Some Kafka and some algorithms

Mastering Kafka Streams and ksqlDB: Building real-time data systems by example by Mitch Seymour

I’m fascinated by the duality between streams and tables, the mixing of data at rest and data that flows through a pipeline. This was a great read to understand how these notions are realised inside Kafka. The book consists of a number of chapters that introduce the concepts and then use the concepts in a set of examples, which really brings out the understanding. The examples are also available on GitHub so you can try them out yourself.

The book starts with a rapid introduction to Kafka, going over topics and partitions, clusters and brokers. It then goes through the concepts behind Kafka streams, looking at how they relate to scalability, reliability and maintainability. There is some discussion of processor topologies and there is a look at the differences between the high level DSL and the lower level processor API. This chapter also looks at the stream table duality, looking at KStream and KTable. The next two chapters look at stateless and stateful processing, where the examples concern processing a twitter stream and a video game leaderboard. This is followed by a chapter on Windows and Time, and then a chapter on advanced state management which includes a description of rebalancing. The last chapter in this section of the book, looks in more detail at the Processor Api.

Section two of the book looks at ksqlDB. In this section we use an extended Sql to express our queries. The first chapter looks at how ksqlDB differs from a standard Sql database, and is followed by a chapter on connectors, which is the interface you can use to get data from other systems and move it into this world. There are then two chapters on stream processing using ksql.

The last section of the book contains a single chapter on Testing, Monitoring andDeployment.

This book is a really good read, and gives you a really good mental of model of what is happening as Kafka runs.

Algorithms and Data Structures in Action by Marcello La Rocca

The book does a good job in the introduction of explaining why data structures matter. It then has three sections: improving over basic data structures, multidimensional queries, planar graphs and minimal crossing numbers. It’s the choice of data structures that I really enjoyed – they are often extensions of the basic data structures we’ve all come across before, or more modern data structures applicable to large scale computing.

The basic data structures section covers priority heaps (d-way heaps), treaps, bloom filters, disjoint sets, tries and radix tries, and finally studies how to implement an LRUI cache.
- - -
- [Work instruction]:
Reproduce the book review above word for word, starting at "The book does" and ending at "large scale computing.".
- - -
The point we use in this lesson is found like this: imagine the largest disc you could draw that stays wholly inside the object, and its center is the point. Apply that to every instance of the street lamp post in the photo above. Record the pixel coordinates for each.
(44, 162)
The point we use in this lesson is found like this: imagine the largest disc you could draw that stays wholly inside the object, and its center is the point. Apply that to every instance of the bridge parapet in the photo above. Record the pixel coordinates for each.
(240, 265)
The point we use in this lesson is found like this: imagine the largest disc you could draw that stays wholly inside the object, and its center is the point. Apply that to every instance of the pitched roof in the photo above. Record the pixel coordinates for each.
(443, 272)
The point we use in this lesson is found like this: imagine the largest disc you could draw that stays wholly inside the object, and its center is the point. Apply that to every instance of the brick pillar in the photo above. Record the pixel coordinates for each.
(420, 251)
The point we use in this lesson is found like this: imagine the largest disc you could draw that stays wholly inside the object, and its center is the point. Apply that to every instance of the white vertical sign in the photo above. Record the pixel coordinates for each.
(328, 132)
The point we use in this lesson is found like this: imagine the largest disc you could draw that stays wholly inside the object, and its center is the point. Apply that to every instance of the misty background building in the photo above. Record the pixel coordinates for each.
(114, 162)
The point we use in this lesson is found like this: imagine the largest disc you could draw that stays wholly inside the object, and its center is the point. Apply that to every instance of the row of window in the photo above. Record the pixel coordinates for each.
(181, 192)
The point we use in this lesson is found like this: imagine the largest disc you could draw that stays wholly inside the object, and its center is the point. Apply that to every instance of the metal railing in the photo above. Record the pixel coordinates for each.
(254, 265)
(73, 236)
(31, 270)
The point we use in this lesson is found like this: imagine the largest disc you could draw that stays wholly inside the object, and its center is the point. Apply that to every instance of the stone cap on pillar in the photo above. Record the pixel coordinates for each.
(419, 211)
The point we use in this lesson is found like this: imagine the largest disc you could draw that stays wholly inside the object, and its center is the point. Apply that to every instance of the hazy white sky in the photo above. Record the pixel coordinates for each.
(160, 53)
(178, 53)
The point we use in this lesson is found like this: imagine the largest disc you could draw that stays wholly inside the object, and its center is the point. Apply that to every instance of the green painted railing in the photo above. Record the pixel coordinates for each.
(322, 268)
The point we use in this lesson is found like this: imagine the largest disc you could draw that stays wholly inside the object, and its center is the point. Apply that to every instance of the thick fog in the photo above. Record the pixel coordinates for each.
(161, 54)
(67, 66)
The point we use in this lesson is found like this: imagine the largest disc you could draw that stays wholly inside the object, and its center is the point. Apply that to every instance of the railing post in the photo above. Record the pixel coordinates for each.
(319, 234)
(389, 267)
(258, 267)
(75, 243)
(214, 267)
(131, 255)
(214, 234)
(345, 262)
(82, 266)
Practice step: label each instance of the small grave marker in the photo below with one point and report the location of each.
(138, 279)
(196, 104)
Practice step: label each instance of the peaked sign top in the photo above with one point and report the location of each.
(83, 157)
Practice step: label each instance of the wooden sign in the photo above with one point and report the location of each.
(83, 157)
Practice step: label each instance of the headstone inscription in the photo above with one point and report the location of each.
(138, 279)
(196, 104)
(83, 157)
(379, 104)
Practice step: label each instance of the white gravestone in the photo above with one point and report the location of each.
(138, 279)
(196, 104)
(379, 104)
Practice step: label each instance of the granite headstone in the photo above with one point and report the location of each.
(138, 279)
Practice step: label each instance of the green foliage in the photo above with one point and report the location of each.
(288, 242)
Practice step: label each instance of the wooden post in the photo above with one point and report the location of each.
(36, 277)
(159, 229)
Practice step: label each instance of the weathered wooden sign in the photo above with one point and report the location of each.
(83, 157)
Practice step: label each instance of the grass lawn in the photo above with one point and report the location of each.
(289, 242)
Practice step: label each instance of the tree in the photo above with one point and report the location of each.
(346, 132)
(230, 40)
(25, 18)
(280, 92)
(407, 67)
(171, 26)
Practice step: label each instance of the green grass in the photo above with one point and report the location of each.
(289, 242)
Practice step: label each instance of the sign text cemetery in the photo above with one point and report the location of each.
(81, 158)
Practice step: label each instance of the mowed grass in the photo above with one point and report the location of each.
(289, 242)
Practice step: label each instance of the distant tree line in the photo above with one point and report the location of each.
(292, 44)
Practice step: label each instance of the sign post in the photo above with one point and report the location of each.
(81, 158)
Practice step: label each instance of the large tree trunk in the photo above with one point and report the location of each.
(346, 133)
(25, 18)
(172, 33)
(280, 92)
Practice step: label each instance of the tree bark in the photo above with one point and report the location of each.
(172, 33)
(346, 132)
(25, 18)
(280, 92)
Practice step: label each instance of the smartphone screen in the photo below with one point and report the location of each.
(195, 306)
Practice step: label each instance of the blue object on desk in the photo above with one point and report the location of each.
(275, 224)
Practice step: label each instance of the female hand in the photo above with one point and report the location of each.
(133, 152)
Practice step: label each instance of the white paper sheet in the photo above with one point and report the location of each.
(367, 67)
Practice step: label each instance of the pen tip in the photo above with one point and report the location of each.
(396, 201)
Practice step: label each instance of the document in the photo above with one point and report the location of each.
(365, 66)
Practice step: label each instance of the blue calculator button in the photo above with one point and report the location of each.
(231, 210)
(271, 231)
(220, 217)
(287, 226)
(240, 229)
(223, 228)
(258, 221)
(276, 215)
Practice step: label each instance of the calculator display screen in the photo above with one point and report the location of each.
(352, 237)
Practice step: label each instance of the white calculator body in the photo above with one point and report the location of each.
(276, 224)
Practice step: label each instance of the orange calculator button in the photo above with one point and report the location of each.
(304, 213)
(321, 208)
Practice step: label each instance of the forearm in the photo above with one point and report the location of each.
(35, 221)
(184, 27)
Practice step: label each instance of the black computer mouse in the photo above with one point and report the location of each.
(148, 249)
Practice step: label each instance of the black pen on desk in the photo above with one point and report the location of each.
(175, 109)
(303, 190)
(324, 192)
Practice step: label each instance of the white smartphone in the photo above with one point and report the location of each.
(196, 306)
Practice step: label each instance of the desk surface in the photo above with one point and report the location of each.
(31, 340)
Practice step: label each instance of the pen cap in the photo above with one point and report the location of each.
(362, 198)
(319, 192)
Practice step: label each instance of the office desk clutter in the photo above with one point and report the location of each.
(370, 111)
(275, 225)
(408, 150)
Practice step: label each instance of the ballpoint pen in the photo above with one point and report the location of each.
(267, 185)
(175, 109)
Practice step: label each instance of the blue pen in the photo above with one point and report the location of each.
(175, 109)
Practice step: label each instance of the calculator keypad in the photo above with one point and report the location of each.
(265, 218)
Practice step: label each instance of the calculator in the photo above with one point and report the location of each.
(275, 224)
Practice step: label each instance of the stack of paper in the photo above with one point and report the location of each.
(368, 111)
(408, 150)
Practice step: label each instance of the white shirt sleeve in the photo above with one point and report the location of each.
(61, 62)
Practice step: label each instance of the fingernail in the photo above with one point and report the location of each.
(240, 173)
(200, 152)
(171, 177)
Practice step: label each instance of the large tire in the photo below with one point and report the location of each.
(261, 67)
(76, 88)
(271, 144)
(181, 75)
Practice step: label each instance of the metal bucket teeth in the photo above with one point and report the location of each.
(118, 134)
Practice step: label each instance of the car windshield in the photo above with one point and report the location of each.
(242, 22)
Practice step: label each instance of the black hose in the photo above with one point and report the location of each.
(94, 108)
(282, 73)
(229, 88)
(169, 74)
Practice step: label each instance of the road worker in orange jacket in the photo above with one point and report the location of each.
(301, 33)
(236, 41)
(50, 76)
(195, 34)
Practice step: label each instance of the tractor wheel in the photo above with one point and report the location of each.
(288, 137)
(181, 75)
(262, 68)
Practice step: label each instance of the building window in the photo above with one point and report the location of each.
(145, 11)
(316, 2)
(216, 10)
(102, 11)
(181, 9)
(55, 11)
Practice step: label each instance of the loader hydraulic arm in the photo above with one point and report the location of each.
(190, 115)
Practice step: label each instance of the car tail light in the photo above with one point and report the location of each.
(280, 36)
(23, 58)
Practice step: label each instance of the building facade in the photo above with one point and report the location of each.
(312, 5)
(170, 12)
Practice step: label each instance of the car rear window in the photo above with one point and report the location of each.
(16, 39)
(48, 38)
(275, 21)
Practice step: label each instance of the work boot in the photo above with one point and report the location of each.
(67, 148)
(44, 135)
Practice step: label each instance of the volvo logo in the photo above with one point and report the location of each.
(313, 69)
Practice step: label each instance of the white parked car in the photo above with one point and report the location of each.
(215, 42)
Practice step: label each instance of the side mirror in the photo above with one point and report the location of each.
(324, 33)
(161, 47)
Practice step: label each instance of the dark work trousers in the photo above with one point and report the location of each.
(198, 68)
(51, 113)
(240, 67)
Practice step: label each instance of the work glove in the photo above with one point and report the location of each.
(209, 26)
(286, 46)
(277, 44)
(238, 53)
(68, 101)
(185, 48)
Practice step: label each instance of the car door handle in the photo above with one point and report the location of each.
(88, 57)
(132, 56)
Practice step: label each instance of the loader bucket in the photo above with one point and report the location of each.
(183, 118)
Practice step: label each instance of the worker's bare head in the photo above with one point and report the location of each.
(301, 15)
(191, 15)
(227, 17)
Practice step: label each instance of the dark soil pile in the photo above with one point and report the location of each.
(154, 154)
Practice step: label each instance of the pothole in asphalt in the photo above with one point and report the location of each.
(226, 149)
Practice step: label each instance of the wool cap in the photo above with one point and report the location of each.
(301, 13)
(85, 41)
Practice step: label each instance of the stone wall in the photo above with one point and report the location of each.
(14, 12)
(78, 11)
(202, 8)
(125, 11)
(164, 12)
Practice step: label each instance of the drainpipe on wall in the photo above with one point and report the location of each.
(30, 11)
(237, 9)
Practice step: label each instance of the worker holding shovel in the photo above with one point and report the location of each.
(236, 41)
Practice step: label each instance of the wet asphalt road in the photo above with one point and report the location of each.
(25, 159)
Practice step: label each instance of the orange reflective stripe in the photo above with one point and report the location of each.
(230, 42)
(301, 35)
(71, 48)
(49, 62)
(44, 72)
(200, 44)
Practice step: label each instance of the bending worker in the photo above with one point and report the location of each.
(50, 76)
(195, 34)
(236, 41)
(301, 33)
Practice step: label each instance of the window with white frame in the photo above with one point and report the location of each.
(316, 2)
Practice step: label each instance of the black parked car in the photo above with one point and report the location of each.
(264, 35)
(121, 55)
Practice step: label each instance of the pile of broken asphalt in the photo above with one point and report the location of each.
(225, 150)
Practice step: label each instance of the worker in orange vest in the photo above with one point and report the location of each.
- - -
- [Exercise result]:
The book does a good job in the introduction of explaining why data structures matter. It then has three sections: improving over basic data structures, multidimensional queries, planar graphs and minimal crossing numbers. It’s the choice of data structures that I really enjoyed – they are often extensions of the basic data structures we’ve all come across before, or more modern data structures applicable to large scale computing.